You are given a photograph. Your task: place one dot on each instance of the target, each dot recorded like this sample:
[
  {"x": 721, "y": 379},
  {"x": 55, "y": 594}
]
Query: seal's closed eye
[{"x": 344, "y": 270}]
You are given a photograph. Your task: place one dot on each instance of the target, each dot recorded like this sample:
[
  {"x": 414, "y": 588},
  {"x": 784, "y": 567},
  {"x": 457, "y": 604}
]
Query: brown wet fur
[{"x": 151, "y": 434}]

------------------------------------------------------------

OBJETIVO DE LA TAREA
Reemplaza "Query" por "Label" en todas las líneas del material y reprodúcelas sin ningún otro cambio.

SOLUCIÓN DE LA TAREA
You are given a photograph. Your task: place one dot on each instance of the target, each dot recorded like this sample:
[
  {"x": 721, "y": 379},
  {"x": 55, "y": 594}
]
Label: seal's closed eye
[{"x": 344, "y": 270}]
You are given a photograph. Your task: place one dot on each instance of the target, each dot recorded like this sample:
[
  {"x": 414, "y": 588},
  {"x": 784, "y": 567},
  {"x": 457, "y": 604}
]
Label: brown wet fur
[{"x": 151, "y": 434}]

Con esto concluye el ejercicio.